__Task details__
Please copy the material below word for word, keeping every line.

__Data extract__
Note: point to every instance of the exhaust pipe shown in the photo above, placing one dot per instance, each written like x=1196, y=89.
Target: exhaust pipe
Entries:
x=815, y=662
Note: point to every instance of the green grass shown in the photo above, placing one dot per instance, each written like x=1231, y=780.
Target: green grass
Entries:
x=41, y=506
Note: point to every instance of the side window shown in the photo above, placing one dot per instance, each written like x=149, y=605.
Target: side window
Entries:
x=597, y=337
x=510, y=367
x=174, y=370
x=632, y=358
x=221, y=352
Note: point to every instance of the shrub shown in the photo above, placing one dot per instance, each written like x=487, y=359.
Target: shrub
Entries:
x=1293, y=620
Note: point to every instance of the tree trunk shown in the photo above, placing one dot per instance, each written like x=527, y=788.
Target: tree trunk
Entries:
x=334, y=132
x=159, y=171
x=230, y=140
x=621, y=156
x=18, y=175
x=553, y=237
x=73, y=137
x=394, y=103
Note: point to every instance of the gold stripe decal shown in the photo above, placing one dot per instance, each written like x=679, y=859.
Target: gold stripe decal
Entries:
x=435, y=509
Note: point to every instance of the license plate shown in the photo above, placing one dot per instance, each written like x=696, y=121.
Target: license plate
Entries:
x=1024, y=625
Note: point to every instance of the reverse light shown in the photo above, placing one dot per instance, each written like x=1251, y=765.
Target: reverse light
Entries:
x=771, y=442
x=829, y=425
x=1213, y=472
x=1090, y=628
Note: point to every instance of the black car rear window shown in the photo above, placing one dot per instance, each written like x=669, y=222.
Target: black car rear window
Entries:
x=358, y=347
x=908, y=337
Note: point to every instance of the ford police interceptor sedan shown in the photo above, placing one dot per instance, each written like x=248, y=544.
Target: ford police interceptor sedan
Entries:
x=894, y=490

__Worked answer__
Note: point to every instance of the exhaust pipe shown in the photo above, placing one dot per instance, each written like x=1196, y=89.
Target: exhaust pipe
Entries:
x=815, y=662
Note: point to every instance of the green grass shown in the photo above, placing one dot per instance, each written like x=1231, y=780.
Target: green grass
Entries:
x=41, y=506
Note: point to every instance of the side window shown in the photo above, placing one dot per instance, each written like x=149, y=605.
Target: side window
Entries:
x=597, y=337
x=510, y=367
x=174, y=370
x=632, y=358
x=221, y=352
Note: point to every instance of the shrub shown in the photo above, placing one dot per instance, each written like x=487, y=359.
Target: shrub
Entries:
x=1293, y=620
Note: point to every instance of the tree trunk shown in the photo above, placing one dot per instance, each written like x=527, y=788.
Target: tree trunk
Entries:
x=334, y=132
x=159, y=171
x=230, y=140
x=621, y=156
x=18, y=175
x=553, y=237
x=73, y=137
x=394, y=103
Note: point to every instance of the gold stripe decal shown in the photo above, placing one dot per instance, each written like x=679, y=859.
Target: gold stripe decal
Entries:
x=435, y=509
Note: point to every instance of the license plate shown in the photo above, placing one dot per instance, each written like x=696, y=121.
Target: license plate
Entries:
x=1024, y=625
Note: point to every instance of the reverse light shown in the photo above, placing one dot per instance, each written like x=1251, y=765.
Target: reverse light
Entries:
x=771, y=442
x=829, y=425
x=1213, y=472
x=1090, y=628
Note: point to every instance of the black car rear window shown in the photo above, placing one dot per instance, each written like x=669, y=222.
Target: black car rear window
Entries:
x=358, y=347
x=908, y=337
Note: point to every instance of the ford police interceptor sedan shown in the photo above, placing one dot per instance, each written like x=248, y=544.
Target: ford police interceptor sedan
Entries:
x=894, y=490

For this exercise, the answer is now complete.